▶ [What to work on] Transcribe the material in full, exactly as written.

▶ [Entries]
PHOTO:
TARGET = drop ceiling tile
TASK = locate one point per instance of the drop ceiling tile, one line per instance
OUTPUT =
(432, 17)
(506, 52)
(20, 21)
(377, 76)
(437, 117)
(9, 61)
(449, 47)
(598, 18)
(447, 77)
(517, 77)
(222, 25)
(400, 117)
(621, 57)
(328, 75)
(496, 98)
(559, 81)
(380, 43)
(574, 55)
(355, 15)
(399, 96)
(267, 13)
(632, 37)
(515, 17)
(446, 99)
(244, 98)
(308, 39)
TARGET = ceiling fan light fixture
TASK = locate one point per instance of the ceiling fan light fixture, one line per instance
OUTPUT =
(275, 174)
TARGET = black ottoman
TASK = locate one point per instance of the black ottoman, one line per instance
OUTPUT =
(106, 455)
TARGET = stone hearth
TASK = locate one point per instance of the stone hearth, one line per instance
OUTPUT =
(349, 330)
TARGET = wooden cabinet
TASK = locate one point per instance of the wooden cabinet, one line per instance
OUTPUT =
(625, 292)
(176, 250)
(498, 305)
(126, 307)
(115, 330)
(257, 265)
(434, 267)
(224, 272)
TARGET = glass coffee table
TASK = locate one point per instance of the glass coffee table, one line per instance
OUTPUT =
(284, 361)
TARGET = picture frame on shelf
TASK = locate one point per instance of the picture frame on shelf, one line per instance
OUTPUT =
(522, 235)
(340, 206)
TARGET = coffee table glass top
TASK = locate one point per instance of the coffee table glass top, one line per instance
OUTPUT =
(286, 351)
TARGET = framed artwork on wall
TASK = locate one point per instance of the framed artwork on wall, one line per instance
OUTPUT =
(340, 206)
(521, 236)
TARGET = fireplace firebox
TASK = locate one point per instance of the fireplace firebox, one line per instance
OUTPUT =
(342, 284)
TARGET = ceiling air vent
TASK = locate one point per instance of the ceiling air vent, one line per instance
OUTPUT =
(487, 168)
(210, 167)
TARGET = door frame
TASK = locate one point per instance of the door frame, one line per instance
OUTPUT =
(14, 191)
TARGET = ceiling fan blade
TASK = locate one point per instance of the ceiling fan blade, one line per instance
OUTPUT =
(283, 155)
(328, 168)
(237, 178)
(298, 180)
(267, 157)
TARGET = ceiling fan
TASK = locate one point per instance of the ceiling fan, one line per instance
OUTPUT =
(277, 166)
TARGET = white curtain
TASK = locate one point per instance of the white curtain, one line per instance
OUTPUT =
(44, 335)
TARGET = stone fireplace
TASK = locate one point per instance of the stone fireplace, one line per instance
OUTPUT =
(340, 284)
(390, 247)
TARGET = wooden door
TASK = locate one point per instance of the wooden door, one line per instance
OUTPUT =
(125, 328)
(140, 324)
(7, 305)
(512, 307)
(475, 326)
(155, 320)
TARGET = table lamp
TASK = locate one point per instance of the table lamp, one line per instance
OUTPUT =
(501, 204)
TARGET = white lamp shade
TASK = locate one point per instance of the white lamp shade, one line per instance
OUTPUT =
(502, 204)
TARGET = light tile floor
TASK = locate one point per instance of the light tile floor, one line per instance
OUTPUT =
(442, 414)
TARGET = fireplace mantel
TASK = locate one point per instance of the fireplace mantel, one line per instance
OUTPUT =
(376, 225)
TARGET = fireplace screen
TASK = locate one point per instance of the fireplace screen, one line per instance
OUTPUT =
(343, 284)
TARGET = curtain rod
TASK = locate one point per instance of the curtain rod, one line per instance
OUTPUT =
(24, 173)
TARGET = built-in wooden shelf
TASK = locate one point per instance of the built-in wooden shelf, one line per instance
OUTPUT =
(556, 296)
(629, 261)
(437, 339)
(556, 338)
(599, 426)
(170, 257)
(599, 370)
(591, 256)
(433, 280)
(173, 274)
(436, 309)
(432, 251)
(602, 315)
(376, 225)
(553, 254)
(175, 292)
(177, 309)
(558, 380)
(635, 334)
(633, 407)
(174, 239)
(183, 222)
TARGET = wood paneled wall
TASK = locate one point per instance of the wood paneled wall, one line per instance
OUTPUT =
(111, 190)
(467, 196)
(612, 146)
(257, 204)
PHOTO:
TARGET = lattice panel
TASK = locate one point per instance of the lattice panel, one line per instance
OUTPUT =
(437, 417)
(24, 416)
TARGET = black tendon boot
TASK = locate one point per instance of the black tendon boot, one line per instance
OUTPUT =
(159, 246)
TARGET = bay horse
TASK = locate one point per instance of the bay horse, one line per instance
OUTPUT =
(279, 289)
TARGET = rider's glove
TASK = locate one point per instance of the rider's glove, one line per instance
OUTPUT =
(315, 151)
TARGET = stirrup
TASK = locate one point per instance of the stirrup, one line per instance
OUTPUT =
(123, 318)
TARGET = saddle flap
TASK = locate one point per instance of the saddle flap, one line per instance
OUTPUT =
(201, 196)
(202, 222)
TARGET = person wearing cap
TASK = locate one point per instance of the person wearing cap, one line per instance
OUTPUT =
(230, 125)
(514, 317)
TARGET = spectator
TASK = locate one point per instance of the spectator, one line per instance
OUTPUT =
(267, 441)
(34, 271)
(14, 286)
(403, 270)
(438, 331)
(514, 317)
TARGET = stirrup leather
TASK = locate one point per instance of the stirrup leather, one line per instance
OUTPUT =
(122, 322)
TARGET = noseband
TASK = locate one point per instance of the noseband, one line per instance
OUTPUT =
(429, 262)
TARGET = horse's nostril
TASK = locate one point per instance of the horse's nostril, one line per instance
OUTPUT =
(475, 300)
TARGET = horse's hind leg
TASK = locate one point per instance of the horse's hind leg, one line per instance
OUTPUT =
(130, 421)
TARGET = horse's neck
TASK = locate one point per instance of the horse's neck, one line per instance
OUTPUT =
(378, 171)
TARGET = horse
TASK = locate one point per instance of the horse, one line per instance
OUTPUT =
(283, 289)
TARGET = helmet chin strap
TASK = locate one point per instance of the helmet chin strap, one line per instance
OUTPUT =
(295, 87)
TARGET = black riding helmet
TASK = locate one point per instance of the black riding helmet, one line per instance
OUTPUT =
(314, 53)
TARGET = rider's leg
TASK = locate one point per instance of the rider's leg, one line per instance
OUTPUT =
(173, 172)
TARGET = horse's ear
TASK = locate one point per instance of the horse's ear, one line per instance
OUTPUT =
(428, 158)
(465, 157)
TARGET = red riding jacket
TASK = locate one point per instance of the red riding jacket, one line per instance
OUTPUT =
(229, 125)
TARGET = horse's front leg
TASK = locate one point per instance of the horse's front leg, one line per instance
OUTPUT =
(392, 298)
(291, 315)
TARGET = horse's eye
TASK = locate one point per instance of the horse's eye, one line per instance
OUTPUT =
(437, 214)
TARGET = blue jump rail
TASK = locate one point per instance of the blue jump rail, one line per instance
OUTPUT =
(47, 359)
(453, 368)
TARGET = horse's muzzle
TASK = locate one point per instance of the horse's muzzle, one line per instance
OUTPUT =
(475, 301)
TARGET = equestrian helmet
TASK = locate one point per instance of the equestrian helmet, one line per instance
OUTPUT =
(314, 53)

▶ [Response]
PHOTO:
TARGET = drop ceiling tile
TASK = locate one point per instance of the drop ceiling tile, one line per instance
OUTPUT =
(432, 17)
(506, 52)
(20, 21)
(377, 76)
(437, 117)
(9, 61)
(449, 47)
(598, 18)
(447, 77)
(517, 77)
(222, 25)
(400, 117)
(621, 57)
(328, 75)
(496, 98)
(559, 81)
(380, 43)
(574, 55)
(355, 15)
(399, 96)
(267, 13)
(632, 37)
(515, 17)
(446, 99)
(244, 98)
(308, 39)
TARGET = ceiling fan light fixture
TASK = locate one point per instance of the ceiling fan light fixture, one line per instance
OUTPUT =
(275, 174)
TARGET = black ottoman
TASK = locate one point per instance of the black ottoman, one line per instance
OUTPUT =
(106, 455)
TARGET = stone hearth
TASK = locate one point per instance of the stone hearth, one line per instance
OUTPUT =
(349, 330)
TARGET = wooden cabinet
TASK = locate one point per instance of the wooden cabinet, one line per instance
OUTPUT =
(625, 292)
(176, 250)
(498, 305)
(126, 307)
(115, 330)
(257, 265)
(434, 267)
(224, 272)
TARGET = glass coffee table
TASK = locate one point per instance of the glass coffee table, one line per instance
OUTPUT =
(284, 361)
TARGET = picture frame on shelf
TASK = locate one point per instance of the picture frame on shelf, one line per instance
OUTPUT =
(522, 235)
(340, 206)
TARGET = coffee table glass top
TASK = locate one point per instance of the coffee table glass top, one line per instance
OUTPUT =
(286, 351)
TARGET = framed artwork on wall
TASK = locate one point per instance of the framed artwork on wall, one line per instance
OUTPUT =
(340, 206)
(521, 236)
TARGET = fireplace firebox
TASK = locate one point per instance of the fireplace firebox, one line per instance
OUTPUT =
(342, 284)
TARGET = ceiling air vent
TASK = locate one point per instance of the ceiling air vent, one line per instance
OUTPUT =
(487, 168)
(210, 167)
TARGET = door frame
TASK = locate one point per instance of the door frame, one line per instance
OUTPUT =
(14, 191)
TARGET = ceiling fan blade
TASK = locate one point per instance of the ceiling fan blade, one line per instance
OUTPUT =
(283, 155)
(328, 168)
(237, 178)
(298, 180)
(267, 157)
TARGET = ceiling fan
TASK = locate one point per instance of the ceiling fan, one line per instance
OUTPUT =
(277, 166)
TARGET = white curtain
TASK = locate one point per instance of the white curtain, one line per instance
OUTPUT =
(44, 335)
TARGET = stone fireplace
TASK = locate one point per instance of the stone fireplace, one line per instance
OUTPUT =
(340, 284)
(390, 247)
TARGET = wooden door
TASK = locate one point per instance of the wooden door, one line per instance
OUTPUT =
(125, 328)
(140, 324)
(7, 305)
(512, 307)
(475, 326)
(155, 320)
TARGET = table lamp
TASK = locate one point per instance of the table lamp, one line per instance
OUTPUT =
(501, 204)
TARGET = white lamp shade
TASK = locate one point per instance of the white lamp shade, one line per instance
OUTPUT =
(502, 204)
TARGET = light tile floor
TASK = locate one point per instance of the light tile floor, one line per instance
OUTPUT =
(442, 414)
TARGET = fireplace mantel
TASK = locate one point per instance of the fireplace mantel, one line per instance
OUTPUT =
(376, 225)
TARGET = fireplace screen
TASK = locate one point per instance of the fireplace screen, one line per instance
OUTPUT =
(343, 284)
TARGET = curtain rod
TASK = locate one point per instance of the curtain rod, one line per instance
OUTPUT =
(24, 173)
TARGET = built-in wooden shelf
TASK = locate one point per instance of the built-in wooden shelf, one line per instance
OUTPUT =
(556, 296)
(629, 261)
(437, 339)
(556, 338)
(599, 426)
(170, 257)
(599, 370)
(591, 256)
(433, 280)
(173, 274)
(436, 309)
(432, 251)
(602, 315)
(376, 225)
(553, 254)
(175, 292)
(177, 309)
(558, 380)
(635, 334)
(633, 407)
(174, 239)
(183, 222)
TARGET = wood paneled wall
TASK = locate one point per instance of the wood paneled wall, one line per instance
OUTPUT =
(111, 190)
(467, 196)
(612, 146)
(257, 204)
PHOTO:
TARGET = lattice panel
TASK = locate one point per instance of the lattice panel, one line per instance
OUTPUT =
(437, 417)
(24, 416)
TARGET = black tendon boot
TASK = locate one point per instance of the black tendon boot, one line per instance
OUTPUT =
(159, 246)
TARGET = bay horse
TASK = locate one point per instance of the bay horse, one line per instance
OUTPUT =
(279, 289)
TARGET = rider's glove
TASK = locate one point per instance of the rider's glove, one line per instance
OUTPUT =
(315, 151)
TARGET = stirrup
TASK = locate one point per instance of the stirrup, one line per instance
OUTPUT =
(123, 318)
TARGET = saddle flap
TASK = locate one point per instance of the saddle flap, one line per instance
OUTPUT =
(201, 196)
(202, 222)
TARGET = person wearing cap
TASK = locate one point per instance of the person wearing cap, one line per instance
OUTPUT =
(230, 125)
(514, 317)
TARGET = spectator
TASK = locate one point per instance of the spectator, one line per instance
OUTPUT =
(267, 441)
(34, 271)
(14, 286)
(403, 270)
(438, 331)
(514, 317)
TARGET = stirrup leather
TASK = locate one point per instance of the stirrup leather, one line per instance
OUTPUT =
(122, 322)
TARGET = noseband
TASK = locate one point per instance of the noseband, one line per instance
OUTPUT =
(429, 262)
TARGET = horse's nostril
TASK = locate one point per instance of the horse's nostril, one line per instance
OUTPUT =
(475, 300)
TARGET = horse's hind leg
TASK = locate one point per instance of the horse's hind leg, one line per instance
OUTPUT =
(130, 421)
TARGET = horse's neck
TASK = locate one point per instance of the horse's neck, one line per instance
OUTPUT =
(378, 171)
TARGET = horse
TASK = locate one point per instance of the horse, one line per instance
OUTPUT =
(283, 289)
TARGET = helmet chin strap
TASK = locate one point per instance of the helmet chin strap, one line per instance
OUTPUT =
(295, 87)
TARGET = black riding helmet
TASK = locate one point per instance of the black riding helmet, one line per instance
OUTPUT =
(314, 53)
TARGET = rider's leg
TASK = locate one point per instance of the rider's leg, one line per instance
OUTPUT =
(173, 172)
TARGET = horse's ear
TASK = locate one point per instance of the horse's ear, one line per instance
OUTPUT =
(428, 158)
(465, 157)
TARGET = red riding jacket
TASK = locate one point per instance of the red riding jacket, one line per instance
OUTPUT =
(229, 125)
TARGET = horse's front leg
TASK = locate one point per instance of the horse's front leg, one line per instance
OUTPUT =
(392, 298)
(291, 315)
TARGET = horse's eye
TASK = locate one point per instance of the horse's eye, one line per instance
OUTPUT =
(437, 214)
TARGET = blue jump rail
TASK = locate one point per instance of the blue jump rail, one line per instance
OUTPUT =
(47, 359)
(453, 368)
TARGET = horse's muzzle
TASK = locate one point per instance of the horse's muzzle, one line per instance
OUTPUT =
(475, 301)
TARGET = equestrian helmet
TASK = locate one point per instance of the equestrian helmet, one line per instance
OUTPUT =
(314, 53)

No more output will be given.